AIM OF THE TASK: Rewrite every line of the listing from the line containing "Task: point out the striped" through the end of the listing, shifting each coordinate in the answers by -141 and leaving all other lines as they are.

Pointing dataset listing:
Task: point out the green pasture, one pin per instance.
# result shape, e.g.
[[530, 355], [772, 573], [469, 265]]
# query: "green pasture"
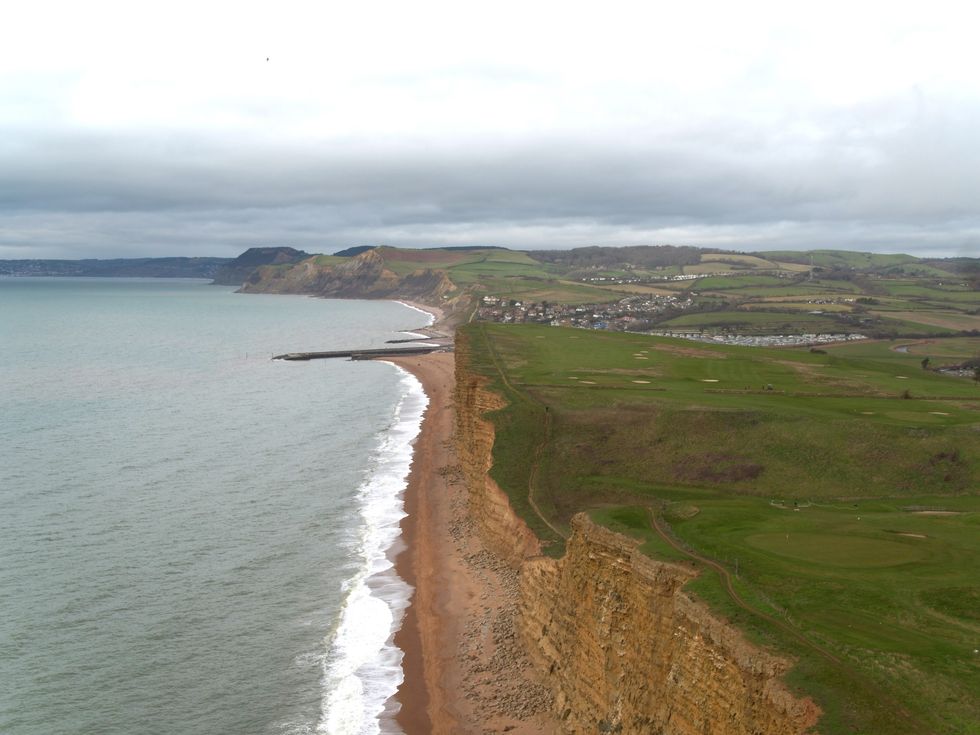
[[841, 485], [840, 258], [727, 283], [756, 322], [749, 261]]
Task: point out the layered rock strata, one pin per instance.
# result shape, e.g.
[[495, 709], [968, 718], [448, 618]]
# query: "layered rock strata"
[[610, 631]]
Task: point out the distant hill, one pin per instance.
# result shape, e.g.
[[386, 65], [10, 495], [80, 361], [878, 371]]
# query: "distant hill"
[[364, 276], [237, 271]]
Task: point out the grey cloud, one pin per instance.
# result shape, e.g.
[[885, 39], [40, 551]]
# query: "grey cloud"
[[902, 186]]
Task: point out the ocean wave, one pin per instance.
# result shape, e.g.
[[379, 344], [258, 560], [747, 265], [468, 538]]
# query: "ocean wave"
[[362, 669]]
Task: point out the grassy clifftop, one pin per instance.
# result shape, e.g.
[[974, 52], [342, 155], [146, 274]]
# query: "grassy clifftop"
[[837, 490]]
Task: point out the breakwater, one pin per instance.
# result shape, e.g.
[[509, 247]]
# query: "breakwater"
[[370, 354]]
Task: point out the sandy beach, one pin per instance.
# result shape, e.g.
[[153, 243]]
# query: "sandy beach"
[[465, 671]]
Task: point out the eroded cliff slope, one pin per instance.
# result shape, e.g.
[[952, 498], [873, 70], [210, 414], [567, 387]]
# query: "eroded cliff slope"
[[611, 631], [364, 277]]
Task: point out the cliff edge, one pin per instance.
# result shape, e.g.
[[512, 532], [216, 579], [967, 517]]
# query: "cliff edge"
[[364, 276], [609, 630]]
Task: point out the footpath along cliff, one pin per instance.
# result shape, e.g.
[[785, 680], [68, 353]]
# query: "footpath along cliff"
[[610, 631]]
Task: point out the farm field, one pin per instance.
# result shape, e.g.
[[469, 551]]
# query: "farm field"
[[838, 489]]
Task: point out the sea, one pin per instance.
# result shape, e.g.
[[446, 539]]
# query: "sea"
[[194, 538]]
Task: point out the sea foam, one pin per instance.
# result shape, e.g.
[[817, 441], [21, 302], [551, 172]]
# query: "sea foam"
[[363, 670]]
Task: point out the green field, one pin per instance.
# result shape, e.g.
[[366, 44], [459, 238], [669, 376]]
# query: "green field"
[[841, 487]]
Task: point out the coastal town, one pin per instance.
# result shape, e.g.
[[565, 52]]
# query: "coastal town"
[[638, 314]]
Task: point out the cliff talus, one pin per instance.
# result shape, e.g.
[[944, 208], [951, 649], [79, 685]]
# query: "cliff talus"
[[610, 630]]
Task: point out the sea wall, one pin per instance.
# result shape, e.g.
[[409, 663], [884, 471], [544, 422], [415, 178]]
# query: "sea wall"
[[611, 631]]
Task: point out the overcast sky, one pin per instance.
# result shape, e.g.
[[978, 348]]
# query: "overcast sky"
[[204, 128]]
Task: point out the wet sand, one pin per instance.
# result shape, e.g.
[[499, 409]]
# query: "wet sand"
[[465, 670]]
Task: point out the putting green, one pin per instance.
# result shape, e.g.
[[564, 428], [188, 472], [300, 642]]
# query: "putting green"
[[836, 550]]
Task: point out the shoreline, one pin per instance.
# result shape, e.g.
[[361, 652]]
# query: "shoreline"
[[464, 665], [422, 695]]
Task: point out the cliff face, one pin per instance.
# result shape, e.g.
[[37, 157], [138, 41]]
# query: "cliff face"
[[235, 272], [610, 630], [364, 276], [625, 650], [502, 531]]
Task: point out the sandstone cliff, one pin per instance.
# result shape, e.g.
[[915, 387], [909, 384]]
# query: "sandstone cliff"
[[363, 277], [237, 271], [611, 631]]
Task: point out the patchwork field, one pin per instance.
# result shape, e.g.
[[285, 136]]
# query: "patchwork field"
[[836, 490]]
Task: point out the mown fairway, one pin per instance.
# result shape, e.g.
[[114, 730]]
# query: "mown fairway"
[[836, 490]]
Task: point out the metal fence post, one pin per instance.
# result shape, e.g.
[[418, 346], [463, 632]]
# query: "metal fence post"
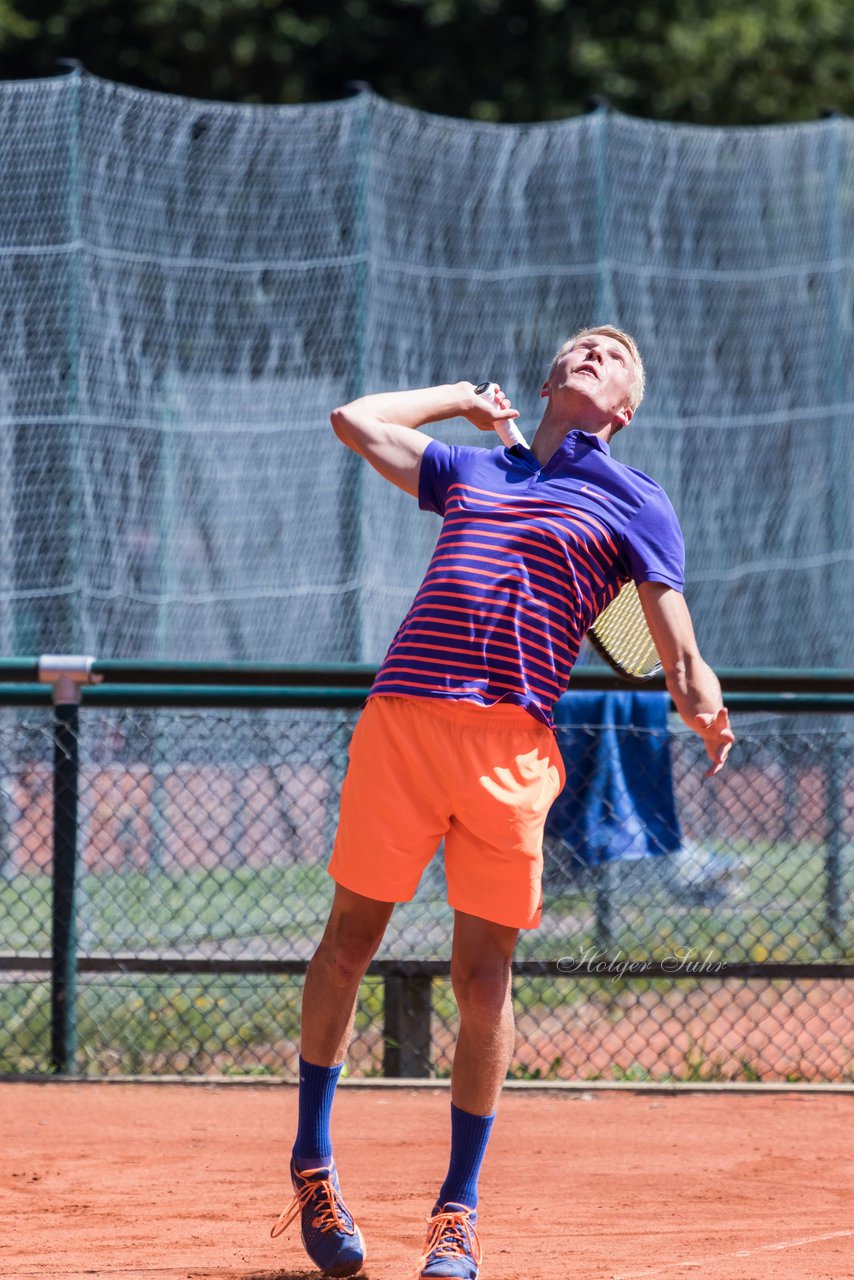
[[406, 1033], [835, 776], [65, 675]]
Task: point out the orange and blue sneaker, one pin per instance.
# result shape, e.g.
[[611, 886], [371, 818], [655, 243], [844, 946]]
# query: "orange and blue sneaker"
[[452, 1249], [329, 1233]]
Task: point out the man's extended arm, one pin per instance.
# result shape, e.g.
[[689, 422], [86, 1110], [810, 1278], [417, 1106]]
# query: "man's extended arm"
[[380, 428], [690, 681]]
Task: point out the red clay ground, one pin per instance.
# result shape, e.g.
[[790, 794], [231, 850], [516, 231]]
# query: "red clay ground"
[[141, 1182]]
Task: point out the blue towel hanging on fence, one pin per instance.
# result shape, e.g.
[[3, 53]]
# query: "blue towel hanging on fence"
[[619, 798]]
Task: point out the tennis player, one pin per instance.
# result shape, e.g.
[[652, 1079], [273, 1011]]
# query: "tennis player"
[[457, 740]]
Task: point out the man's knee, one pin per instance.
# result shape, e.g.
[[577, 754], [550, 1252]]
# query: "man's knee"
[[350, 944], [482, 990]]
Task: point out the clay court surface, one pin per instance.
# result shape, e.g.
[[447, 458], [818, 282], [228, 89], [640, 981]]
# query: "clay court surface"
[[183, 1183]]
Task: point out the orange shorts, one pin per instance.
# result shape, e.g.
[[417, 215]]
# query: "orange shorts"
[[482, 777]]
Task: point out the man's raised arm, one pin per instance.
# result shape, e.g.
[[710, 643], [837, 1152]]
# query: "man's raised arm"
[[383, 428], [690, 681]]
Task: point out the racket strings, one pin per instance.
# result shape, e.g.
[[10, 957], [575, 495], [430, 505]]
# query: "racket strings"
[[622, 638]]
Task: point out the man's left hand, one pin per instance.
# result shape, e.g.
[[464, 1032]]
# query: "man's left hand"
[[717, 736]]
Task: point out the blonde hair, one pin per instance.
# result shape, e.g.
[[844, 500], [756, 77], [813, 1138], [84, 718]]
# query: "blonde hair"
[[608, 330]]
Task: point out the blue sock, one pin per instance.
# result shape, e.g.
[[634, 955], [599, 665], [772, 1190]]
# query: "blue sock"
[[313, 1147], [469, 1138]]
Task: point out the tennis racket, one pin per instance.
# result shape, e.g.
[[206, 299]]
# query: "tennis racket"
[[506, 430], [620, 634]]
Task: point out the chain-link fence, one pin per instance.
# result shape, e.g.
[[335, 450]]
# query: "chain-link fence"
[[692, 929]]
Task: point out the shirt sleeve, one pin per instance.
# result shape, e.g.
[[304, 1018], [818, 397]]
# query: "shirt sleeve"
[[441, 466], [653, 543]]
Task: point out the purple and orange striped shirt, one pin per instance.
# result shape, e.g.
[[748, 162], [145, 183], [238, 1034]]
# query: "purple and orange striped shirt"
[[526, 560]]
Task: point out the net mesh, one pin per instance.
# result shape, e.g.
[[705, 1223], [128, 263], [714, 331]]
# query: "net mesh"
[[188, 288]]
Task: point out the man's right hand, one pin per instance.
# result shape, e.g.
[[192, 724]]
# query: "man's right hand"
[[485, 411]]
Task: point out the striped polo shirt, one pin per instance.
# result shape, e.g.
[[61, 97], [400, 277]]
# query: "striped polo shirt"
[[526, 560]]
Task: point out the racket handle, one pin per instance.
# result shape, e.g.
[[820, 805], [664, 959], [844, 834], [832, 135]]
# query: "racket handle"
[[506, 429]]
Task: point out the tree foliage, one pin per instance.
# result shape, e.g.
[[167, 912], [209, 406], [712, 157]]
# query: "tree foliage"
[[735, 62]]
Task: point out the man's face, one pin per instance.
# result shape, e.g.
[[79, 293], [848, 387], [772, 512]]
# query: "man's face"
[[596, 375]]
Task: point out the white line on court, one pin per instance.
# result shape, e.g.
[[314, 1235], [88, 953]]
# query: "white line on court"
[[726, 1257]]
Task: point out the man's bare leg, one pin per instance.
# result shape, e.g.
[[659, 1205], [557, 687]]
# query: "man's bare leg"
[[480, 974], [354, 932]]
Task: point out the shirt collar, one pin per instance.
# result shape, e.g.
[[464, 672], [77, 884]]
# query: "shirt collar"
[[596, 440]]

TASK ANSWER:
Task: point out the striped polo shirt, one pin per instance.
# result shape, e.g.
[[61, 97], [400, 277]]
# query: "striped polo shirt"
[[385, 419]]
Task: point out the racket handle, one pin per instance.
# result shape, e.g.
[[820, 805], [664, 959], [844, 834], [832, 135]]
# query: "racket handle"
[[365, 288]]
Task: point out the tree foliage, one pin per instance.
# result shape, e.g.
[[167, 912], [209, 406], [712, 157]]
# query: "tree foliage"
[[594, -79]]
Task: point out the man's face, one pin per instance.
# result shape, e.g.
[[79, 293], [848, 387], [772, 512]]
# query: "man's face"
[[455, 234]]
Task: point out the white line on court, one pin per instance.
# result shape, e.g.
[[314, 1235], [88, 953]]
# query: "white line on court"
[[585, 1116]]
Task: point out the man's bare leg, one pin per instance.
# result shape, e.g.
[[659, 1205], [557, 687]]
# query: "man's bare leg"
[[339, 833], [213, 791]]
Task: point out the shirt collar, one pin per instance.
# result shape, e.g.
[[464, 672], [77, 884]]
# query: "shirt collar"
[[455, 299]]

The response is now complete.